═════ Record set

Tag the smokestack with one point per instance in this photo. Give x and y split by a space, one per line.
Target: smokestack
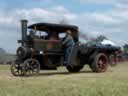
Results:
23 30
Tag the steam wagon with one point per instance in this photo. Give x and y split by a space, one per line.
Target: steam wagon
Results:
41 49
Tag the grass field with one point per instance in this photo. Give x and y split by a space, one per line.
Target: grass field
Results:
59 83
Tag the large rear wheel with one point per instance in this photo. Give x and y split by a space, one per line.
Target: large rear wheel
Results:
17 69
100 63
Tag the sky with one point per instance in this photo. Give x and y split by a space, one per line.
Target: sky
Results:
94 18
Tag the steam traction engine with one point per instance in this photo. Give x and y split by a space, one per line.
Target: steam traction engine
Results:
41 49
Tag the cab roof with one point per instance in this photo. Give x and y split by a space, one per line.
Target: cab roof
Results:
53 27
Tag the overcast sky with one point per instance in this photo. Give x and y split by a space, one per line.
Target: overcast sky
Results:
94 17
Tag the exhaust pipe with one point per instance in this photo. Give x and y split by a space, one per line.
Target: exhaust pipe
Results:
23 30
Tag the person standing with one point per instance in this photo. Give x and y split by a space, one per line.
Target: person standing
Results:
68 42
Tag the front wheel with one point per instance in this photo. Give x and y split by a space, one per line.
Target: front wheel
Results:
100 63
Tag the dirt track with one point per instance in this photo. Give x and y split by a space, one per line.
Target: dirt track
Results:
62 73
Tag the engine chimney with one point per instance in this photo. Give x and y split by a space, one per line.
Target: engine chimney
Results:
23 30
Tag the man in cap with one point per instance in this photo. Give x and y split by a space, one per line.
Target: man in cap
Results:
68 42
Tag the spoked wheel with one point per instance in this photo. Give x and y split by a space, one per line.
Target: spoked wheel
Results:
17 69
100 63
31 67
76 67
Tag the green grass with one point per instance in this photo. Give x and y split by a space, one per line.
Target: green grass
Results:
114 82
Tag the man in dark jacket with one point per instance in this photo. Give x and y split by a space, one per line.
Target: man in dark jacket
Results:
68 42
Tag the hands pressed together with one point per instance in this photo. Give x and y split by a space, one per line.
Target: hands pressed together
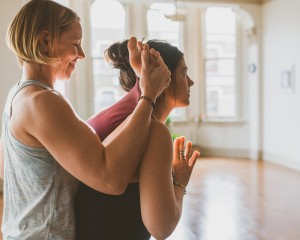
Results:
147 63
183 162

══════════
═════ Record set

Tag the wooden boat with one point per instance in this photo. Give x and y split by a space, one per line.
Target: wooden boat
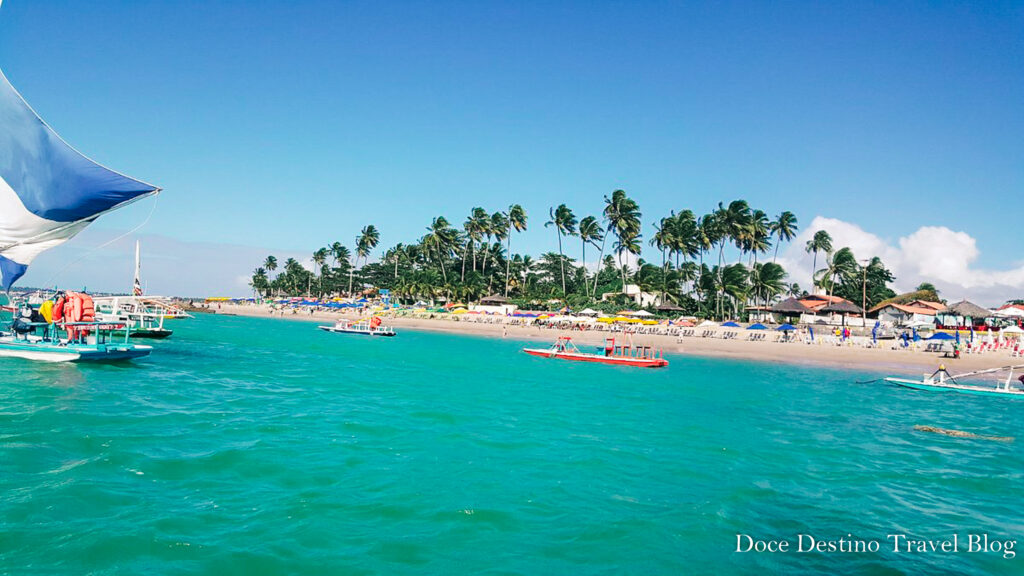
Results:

══════════

Aim of the exercise: Report every line of the material that contains the string "pipe", treating uppercase and lowercase as different.

Worked answer:
Tag the exhaust pipe with one point per instance in this photo. Give x and y split by a space, one per line.
Target: exhaust pipe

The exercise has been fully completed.